_Texte:_
------------------------------------------------------------

(éloge érotique de la femme voilée)
Vacarme et immédiateté de la mise au jour me lassent. Sans effort, ils offrent la consommation et ne m’évoquent que le besoin à satisfaire. L’impulsion érotique omniprésente m’essouffle et m’ennuie, toujours identique et aux effets toujours mécaniques. La peau toujours plus à nue, banalisée par les uniformes de la libération, rappelle de jadis beaux oiseaux déplumés : écrasés à terre, leur élégance en berne.
Par-delà l’abrupte révélation des sens, j’espère conquérir les invisibles. Ces oiseaux de paradis semblent presque issus d’un monde fantasmé, oasis de désir au milieu de l’infinité fade des grains de sable. Majestueux et insaisissables dans leurs cieux, je les vois terrassant de haut l’humanité, à l’image des aigles royaux dont l’impériale splendeur atteint une paradoxale forme de modestie.
Du jour où mon imaginaire est ménagé, j’aimerais arriver à la nuit. Le voile nocturne m’obséderait et appellerait la découverte, l’effort, la lenteur, pour enfin, dans un entrebâillement, révéler des étoiles, sinon des constellations. Une voie lactée dans le voile, plus belle parure de la femme, humilité de l’invisible qui conquiert la pudeur, le silence et ainsi la noblesse. Les icônes religieuses m’émeuvent d’ailleurs inlassablement par le mystère de la sainte mère qu’elles dessinent dans les plis du vêtement : beauté inaccessible au regard impur et indigne, lui-même miroir d’une âme avide et pressée.
L’offrande quotidienne de la nudité éteint la flemme de mon ardeur, mais le voile m’inspire l’espoir de la rêverie, de la jouissance de l’attente, de la séduction. Loin de s’agenouiller devant l’étendard du sexy et l’acceptation aveugle de cette liberté d’être consommée instantanément, le voile m’invite à l’amour de l’autre, à l’éloge de la femme, point culminant de l’érotisme et déité de l’indestructible luxure ; dépassant la satisfaction autocentrée et exigée illico.

------------------------------------------------------------

_À faire:_
1 > D'après l'éloge de la femme voilée, qu'appellerait le voile nocturne ? Énumérez ces trois choses.
2 > Reprenez l'éloge de la femme voilée à la suite de sa dernière phrase.
Les items présentés ensuite proviennent d'une autre source.

------------------------------------------------------------

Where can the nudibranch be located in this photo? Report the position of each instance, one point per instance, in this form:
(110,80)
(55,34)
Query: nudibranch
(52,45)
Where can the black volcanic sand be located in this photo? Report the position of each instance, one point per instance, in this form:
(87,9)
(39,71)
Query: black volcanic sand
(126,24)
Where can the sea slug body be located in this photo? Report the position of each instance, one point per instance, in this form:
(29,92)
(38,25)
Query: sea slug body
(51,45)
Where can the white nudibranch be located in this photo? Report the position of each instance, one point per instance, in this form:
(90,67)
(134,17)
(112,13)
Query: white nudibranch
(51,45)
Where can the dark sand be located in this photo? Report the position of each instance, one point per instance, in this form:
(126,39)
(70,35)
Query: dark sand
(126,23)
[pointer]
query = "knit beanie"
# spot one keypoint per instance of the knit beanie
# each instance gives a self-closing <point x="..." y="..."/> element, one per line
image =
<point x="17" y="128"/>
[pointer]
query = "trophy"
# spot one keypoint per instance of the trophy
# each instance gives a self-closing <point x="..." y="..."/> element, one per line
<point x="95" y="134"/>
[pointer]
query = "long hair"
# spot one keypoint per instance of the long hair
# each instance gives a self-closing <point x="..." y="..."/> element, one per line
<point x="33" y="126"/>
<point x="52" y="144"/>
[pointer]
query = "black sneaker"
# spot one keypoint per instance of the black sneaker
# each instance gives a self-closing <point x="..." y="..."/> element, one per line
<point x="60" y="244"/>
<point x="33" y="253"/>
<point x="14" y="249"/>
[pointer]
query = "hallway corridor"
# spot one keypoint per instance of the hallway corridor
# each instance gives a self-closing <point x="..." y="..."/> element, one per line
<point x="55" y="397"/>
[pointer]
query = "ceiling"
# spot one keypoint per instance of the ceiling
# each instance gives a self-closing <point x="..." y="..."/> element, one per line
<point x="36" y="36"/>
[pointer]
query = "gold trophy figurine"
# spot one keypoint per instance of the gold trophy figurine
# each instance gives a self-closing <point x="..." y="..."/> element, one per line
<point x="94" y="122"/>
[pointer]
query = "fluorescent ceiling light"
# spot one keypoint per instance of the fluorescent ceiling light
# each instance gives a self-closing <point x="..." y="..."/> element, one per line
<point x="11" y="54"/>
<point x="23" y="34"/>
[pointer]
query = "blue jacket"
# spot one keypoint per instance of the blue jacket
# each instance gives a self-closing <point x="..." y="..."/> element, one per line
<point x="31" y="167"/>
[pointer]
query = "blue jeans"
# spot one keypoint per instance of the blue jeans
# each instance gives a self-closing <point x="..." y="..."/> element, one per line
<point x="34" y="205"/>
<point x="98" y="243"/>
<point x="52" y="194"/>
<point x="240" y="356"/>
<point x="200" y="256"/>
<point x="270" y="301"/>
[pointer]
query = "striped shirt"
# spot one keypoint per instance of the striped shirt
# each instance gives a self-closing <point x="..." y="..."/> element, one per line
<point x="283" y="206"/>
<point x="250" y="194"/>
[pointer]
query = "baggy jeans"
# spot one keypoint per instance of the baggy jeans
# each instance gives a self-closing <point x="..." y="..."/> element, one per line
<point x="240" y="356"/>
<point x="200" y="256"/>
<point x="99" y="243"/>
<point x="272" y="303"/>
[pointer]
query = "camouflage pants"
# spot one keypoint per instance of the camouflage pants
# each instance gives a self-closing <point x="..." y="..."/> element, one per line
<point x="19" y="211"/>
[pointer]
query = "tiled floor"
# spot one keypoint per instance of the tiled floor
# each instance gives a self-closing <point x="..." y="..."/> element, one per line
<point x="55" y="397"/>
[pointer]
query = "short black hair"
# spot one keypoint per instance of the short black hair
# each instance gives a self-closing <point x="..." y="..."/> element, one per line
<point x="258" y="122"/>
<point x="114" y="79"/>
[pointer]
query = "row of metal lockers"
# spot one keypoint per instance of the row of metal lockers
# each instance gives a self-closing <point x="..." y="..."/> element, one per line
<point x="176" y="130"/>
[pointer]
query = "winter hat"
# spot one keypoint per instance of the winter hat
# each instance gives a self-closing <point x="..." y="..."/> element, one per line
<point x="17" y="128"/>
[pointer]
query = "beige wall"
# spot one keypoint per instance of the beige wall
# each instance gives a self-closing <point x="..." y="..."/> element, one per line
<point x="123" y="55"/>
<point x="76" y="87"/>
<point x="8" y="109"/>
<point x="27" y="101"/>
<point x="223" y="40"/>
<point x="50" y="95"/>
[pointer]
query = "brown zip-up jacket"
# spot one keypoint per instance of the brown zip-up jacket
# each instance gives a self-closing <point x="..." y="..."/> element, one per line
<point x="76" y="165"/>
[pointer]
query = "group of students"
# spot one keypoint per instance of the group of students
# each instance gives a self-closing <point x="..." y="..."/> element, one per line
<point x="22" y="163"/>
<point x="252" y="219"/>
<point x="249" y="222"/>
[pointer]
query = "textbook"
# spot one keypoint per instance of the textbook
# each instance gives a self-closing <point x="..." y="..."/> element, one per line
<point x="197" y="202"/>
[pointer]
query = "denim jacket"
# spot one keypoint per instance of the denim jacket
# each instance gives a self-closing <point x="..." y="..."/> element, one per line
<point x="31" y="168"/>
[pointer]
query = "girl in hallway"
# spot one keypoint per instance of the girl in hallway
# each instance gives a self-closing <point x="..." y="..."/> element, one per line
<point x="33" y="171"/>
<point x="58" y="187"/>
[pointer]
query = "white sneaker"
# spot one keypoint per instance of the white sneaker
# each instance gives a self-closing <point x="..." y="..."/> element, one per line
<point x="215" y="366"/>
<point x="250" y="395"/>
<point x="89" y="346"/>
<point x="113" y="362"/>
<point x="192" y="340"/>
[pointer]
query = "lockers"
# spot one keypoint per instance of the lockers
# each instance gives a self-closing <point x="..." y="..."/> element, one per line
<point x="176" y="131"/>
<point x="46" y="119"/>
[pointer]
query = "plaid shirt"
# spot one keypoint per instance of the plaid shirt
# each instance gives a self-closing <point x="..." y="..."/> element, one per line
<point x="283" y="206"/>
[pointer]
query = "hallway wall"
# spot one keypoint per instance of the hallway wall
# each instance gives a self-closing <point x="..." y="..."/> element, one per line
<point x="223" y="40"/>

------------------------------------------------------------

_Les réponses:_
1 > la découverte, l'effort, la lenteur

2 >
Forme d’avatar d’un monde ancien sans repère historique, le voile rappelle l’origine honteuse de la nudité et inspire, impose le respect immémorial devant les grandes puissances. Salomé surhumaine et étrange dont la volonté et la grandeur ont raison des rois, ainsi m’apparaît la femme enroulée dans son vêtement, danseuse dont le talon éphémèrement dévoilé rend à la jouissance sa beauté, laquelle est exacerbée dans la durée ; l’imaginaire liberté de se dénuder est là toute remplacée par une délivrance aristocratique — l’étincelante disparition.
Rétablissant son véritable pouvoir, la nuit fait d’elle une éclipse où secousses, frissons, coruscations éblouissent. Les parfums bouleversent les sens qui s’éveillent quand la symphonie des pierres précieuses s’entrechoquant laisse entrevoir la chair, aveuglante de furieuse nudité. La perception du bijou se délite devant le faste d’un tel spectacle, le corps offert retrouvant sa valeur sublimée : rubis, émeraudes et ambre s’inclinent devant ce nu retrouvé, ultime vision de l’absolue.
G.L.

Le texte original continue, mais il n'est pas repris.